--- Start DATASET EXCERPTS ---
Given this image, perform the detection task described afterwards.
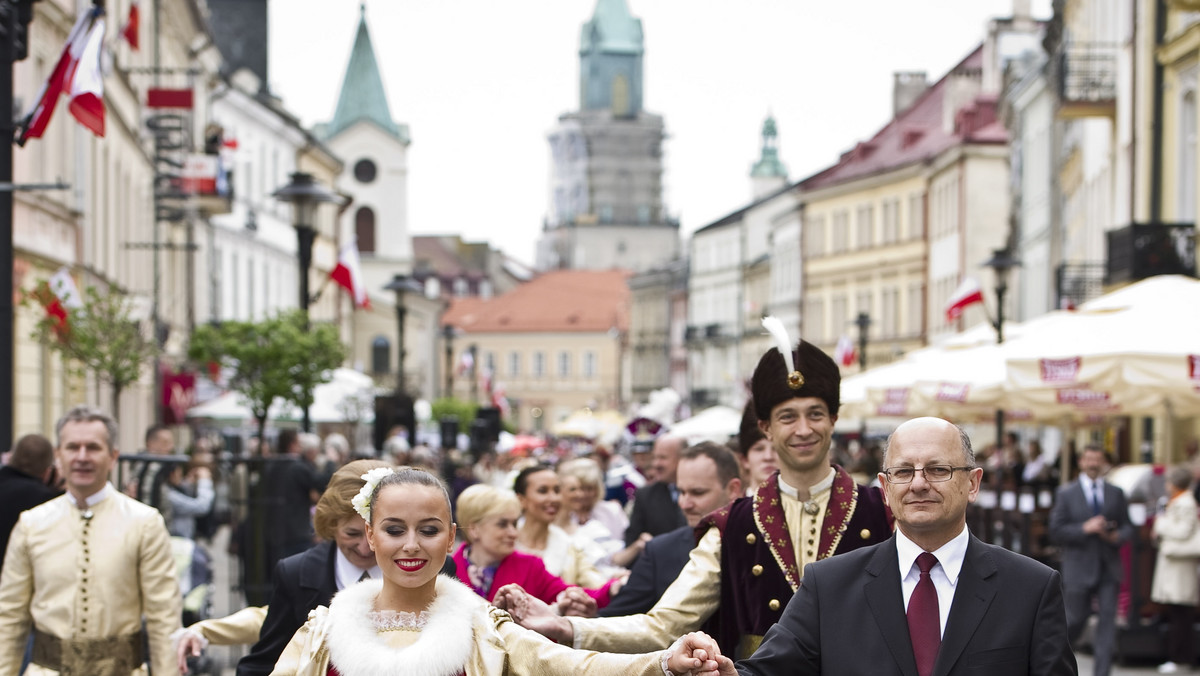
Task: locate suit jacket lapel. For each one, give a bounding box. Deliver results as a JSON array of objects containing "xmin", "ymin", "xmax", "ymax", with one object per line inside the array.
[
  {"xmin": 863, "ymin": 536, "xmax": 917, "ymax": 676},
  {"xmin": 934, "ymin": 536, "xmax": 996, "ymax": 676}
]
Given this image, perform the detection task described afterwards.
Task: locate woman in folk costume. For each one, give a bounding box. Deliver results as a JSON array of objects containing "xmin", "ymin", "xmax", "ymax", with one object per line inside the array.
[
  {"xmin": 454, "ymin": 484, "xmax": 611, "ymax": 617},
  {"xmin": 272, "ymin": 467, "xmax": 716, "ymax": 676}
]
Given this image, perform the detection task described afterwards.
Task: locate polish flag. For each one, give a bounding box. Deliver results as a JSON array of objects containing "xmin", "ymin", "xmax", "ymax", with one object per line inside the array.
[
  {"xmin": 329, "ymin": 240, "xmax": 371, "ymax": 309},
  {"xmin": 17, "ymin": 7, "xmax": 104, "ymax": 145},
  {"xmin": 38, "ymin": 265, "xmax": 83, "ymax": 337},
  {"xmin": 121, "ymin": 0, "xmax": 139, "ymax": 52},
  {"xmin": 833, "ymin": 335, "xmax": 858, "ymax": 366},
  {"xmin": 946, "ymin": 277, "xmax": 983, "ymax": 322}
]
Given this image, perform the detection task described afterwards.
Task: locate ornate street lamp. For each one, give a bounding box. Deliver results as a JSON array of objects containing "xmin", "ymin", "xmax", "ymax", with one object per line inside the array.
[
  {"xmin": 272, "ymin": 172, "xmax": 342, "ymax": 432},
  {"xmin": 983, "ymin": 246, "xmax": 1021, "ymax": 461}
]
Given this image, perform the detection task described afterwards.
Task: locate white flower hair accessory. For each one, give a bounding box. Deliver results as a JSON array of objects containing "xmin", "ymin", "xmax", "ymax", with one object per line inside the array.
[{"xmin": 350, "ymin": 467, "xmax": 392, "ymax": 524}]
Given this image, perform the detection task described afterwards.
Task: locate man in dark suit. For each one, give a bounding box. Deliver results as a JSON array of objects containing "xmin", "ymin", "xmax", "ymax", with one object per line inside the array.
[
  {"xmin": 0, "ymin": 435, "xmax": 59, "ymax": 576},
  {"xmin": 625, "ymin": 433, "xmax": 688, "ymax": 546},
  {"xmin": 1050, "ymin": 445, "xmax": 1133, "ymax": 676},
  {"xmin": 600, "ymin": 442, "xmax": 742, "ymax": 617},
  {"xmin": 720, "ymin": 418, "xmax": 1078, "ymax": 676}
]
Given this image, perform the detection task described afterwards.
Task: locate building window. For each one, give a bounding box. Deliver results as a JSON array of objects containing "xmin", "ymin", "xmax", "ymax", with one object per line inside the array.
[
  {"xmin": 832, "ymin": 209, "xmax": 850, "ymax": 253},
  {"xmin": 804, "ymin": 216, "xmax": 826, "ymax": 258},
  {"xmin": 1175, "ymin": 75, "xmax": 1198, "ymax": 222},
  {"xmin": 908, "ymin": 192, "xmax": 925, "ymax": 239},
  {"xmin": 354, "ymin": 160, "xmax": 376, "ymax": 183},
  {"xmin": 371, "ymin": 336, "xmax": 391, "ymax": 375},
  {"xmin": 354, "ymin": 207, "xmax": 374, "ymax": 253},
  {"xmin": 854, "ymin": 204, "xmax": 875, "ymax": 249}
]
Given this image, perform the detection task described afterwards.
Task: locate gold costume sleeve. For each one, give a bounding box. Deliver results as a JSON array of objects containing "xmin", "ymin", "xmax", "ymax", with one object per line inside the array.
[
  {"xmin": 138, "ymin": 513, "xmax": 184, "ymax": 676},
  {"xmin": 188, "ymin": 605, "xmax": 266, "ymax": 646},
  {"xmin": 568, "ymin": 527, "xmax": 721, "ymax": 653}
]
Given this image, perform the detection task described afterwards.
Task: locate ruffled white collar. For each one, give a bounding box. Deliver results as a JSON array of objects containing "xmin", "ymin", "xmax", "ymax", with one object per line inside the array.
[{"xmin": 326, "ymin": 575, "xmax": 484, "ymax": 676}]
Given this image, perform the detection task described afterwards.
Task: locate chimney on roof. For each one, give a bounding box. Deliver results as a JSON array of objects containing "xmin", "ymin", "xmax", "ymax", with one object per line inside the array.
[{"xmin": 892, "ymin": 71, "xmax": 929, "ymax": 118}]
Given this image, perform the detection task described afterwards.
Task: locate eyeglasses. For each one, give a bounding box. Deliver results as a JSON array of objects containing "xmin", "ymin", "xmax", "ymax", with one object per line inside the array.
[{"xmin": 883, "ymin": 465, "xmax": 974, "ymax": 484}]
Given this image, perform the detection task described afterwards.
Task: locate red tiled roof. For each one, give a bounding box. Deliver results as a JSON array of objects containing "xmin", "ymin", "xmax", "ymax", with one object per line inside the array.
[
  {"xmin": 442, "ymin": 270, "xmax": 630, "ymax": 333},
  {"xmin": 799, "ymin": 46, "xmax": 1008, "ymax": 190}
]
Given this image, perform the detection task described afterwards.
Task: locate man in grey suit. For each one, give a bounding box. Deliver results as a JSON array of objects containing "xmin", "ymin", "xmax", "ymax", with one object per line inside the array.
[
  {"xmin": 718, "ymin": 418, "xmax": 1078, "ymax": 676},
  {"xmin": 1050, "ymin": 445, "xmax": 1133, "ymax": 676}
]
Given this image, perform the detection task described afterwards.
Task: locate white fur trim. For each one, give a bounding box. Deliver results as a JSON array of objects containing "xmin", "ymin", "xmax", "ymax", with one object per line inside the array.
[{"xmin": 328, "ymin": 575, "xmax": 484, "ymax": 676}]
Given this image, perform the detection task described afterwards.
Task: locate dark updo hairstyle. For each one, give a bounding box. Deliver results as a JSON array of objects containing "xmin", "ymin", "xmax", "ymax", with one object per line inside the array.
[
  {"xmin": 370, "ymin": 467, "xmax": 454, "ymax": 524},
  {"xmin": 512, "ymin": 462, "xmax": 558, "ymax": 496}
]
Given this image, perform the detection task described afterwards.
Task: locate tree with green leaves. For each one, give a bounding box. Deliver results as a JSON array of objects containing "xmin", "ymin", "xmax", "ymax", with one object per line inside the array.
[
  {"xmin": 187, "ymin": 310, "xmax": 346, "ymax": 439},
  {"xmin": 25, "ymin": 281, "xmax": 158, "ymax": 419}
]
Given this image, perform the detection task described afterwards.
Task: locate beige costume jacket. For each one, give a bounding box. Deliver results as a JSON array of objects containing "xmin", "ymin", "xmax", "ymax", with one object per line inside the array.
--- End DATASET EXCERPTS ---
- **TASK BRIEF**
Except for the pictures, copy every line of the records above exactly.

- **SOLUTION TO THE PROBLEM**
Given this image, perform the detection task described afterwards.
Task: locate suit jacket lapel. For each one, give a bounding box. Deliver results as a JSON array of objects containing "xmin", "ymin", "xmax", "ymax", with one object per line inside the array.
[
  {"xmin": 863, "ymin": 536, "xmax": 917, "ymax": 676},
  {"xmin": 934, "ymin": 536, "xmax": 996, "ymax": 676}
]
Given this image, perform the detection task described afterwards.
Task: locate woman in folk costume. For each one, give a bounding box. Deliver results as a JSON array of objects containing "xmin", "ymin", "xmax", "ymax", with one object per line inside the array.
[
  {"xmin": 454, "ymin": 484, "xmax": 611, "ymax": 617},
  {"xmin": 272, "ymin": 467, "xmax": 716, "ymax": 676}
]
Given this image, perform the detection task described afterwards.
Task: locate polish flag. For each one, give a bounding box. Deliver results as a JSON array of objects containing "xmin", "ymin", "xmax", "ymax", with one object per line inside the array.
[
  {"xmin": 329, "ymin": 240, "xmax": 371, "ymax": 309},
  {"xmin": 17, "ymin": 7, "xmax": 104, "ymax": 145},
  {"xmin": 38, "ymin": 265, "xmax": 83, "ymax": 337},
  {"xmin": 121, "ymin": 0, "xmax": 139, "ymax": 52},
  {"xmin": 833, "ymin": 335, "xmax": 858, "ymax": 366},
  {"xmin": 946, "ymin": 277, "xmax": 983, "ymax": 322}
]
Given this image, perform the detection task described afterwards.
Task: locate ornate street lamp. For each one, give a bounding box. Deliver results as a JSON array of objects containing "xmin", "ymin", "xmax", "ymax", with one object per line inside the array.
[
  {"xmin": 272, "ymin": 172, "xmax": 342, "ymax": 432},
  {"xmin": 983, "ymin": 246, "xmax": 1021, "ymax": 461}
]
Given this image, perform the detection task described afterwards.
Task: locate white flower hair accessory. For each one, give a bounding box. Deliver results as a JSON array of objects containing "xmin", "ymin", "xmax", "ymax", with one object per line inside the array.
[{"xmin": 350, "ymin": 467, "xmax": 392, "ymax": 524}]
Given this image, perform the detection task described afterwards.
Task: locate man in dark suit. For each one, give a bounding box. Deliver results as a JSON array of objects containing "xmin", "ymin", "xmax", "ymax", with one object per line inside the array.
[
  {"xmin": 0, "ymin": 435, "xmax": 59, "ymax": 576},
  {"xmin": 625, "ymin": 433, "xmax": 688, "ymax": 546},
  {"xmin": 1050, "ymin": 445, "xmax": 1133, "ymax": 676},
  {"xmin": 600, "ymin": 442, "xmax": 742, "ymax": 617},
  {"xmin": 720, "ymin": 418, "xmax": 1078, "ymax": 676}
]
Given this image, perform the detection task described afterwards.
Task: locate building window. For each one, give a bounding box. Deliver results as a JSON array of objects containing "xmin", "ymin", "xmax", "ymax", with one object per line inside the array.
[
  {"xmin": 832, "ymin": 209, "xmax": 850, "ymax": 253},
  {"xmin": 804, "ymin": 216, "xmax": 826, "ymax": 258},
  {"xmin": 1175, "ymin": 75, "xmax": 1198, "ymax": 222},
  {"xmin": 908, "ymin": 192, "xmax": 925, "ymax": 239},
  {"xmin": 354, "ymin": 160, "xmax": 376, "ymax": 183},
  {"xmin": 371, "ymin": 336, "xmax": 391, "ymax": 375},
  {"xmin": 354, "ymin": 207, "xmax": 374, "ymax": 253},
  {"xmin": 854, "ymin": 204, "xmax": 875, "ymax": 249}
]
Given this image, perform the detection task described afterwards.
Task: locate gold costume sleeve. For each one, give a bounding box. Deliver results as a JSON array of objects containing "xmin", "ymin", "xmax", "ymax", with one object per line inside the array.
[
  {"xmin": 138, "ymin": 513, "xmax": 184, "ymax": 676},
  {"xmin": 188, "ymin": 605, "xmax": 266, "ymax": 646},
  {"xmin": 568, "ymin": 527, "xmax": 721, "ymax": 653}
]
Given this image, perform the detection task described afterwards.
Task: locate ruffled white collar. For each one, give a bounding box. Deliver results as a JSON array of objects containing "xmin", "ymin", "xmax", "ymax", with one object per line inside the array.
[{"xmin": 326, "ymin": 575, "xmax": 484, "ymax": 676}]
Given this image, perform the detection task described afterwards.
Task: locate chimney on roof. For each one, give a bounding box. Deliver results as a JSON array of objects containing "xmin", "ymin", "xmax", "ymax", with one object per line inside the array.
[{"xmin": 892, "ymin": 71, "xmax": 929, "ymax": 118}]
Given this image, perform the detection task described afterwards.
Task: locate eyeglasses. For each one, give a bounding box. Deliver results as a JSON array of objects containing "xmin", "ymin", "xmax", "ymax", with one object per line inside the array.
[{"xmin": 883, "ymin": 465, "xmax": 974, "ymax": 484}]
Given this image, perform the detection task described afterwards.
Task: locate red tiled roof. For each one, give a bounding box. Deliver results as a JSON array of objects containing "xmin", "ymin", "xmax", "ymax", with one object per line inside the array.
[
  {"xmin": 442, "ymin": 270, "xmax": 630, "ymax": 333},
  {"xmin": 799, "ymin": 46, "xmax": 1008, "ymax": 190}
]
Given this image, perform the detection task described afterwards.
Task: locate man in grey suit. For each one, give a bounding box. Deliver results as a JSON array of objects containing "xmin", "ymin", "xmax", "ymax", with one object per line inside the array.
[
  {"xmin": 718, "ymin": 418, "xmax": 1078, "ymax": 676},
  {"xmin": 1050, "ymin": 445, "xmax": 1133, "ymax": 676}
]
Given this image, perform the detection task described afterwards.
Task: locate white fur trim. For each one, give a bounding box. Deliver results as a JSON array of objects containing "xmin", "ymin", "xmax", "ymax", with one object per line inside the array.
[{"xmin": 328, "ymin": 575, "xmax": 484, "ymax": 676}]
Given this image, perform the detection task described afterwards.
Task: locate dark updo hairstyle. For each one, give a bounding box. Deliver results as a JSON array of objects containing "xmin", "ymin", "xmax", "ymax", with one object per line inside the array.
[
  {"xmin": 370, "ymin": 467, "xmax": 454, "ymax": 524},
  {"xmin": 512, "ymin": 462, "xmax": 558, "ymax": 496}
]
Given this image, perform the detection task described afterwards.
Task: locate tree with green leaves. For each one, give a bounding box. Deliver results as a JSON array of objects containing "xmin", "ymin", "xmax", "ymax", with one object per line inside the array.
[
  {"xmin": 187, "ymin": 310, "xmax": 346, "ymax": 439},
  {"xmin": 25, "ymin": 281, "xmax": 158, "ymax": 419}
]
Given this image, perform the detection task described afterwards.
Task: locate beige costume jacket. For each one, give a bounding box. Deliver results as a JSON array of objects containing "xmin", "ymin", "xmax", "ymax", with one object per line inside the array.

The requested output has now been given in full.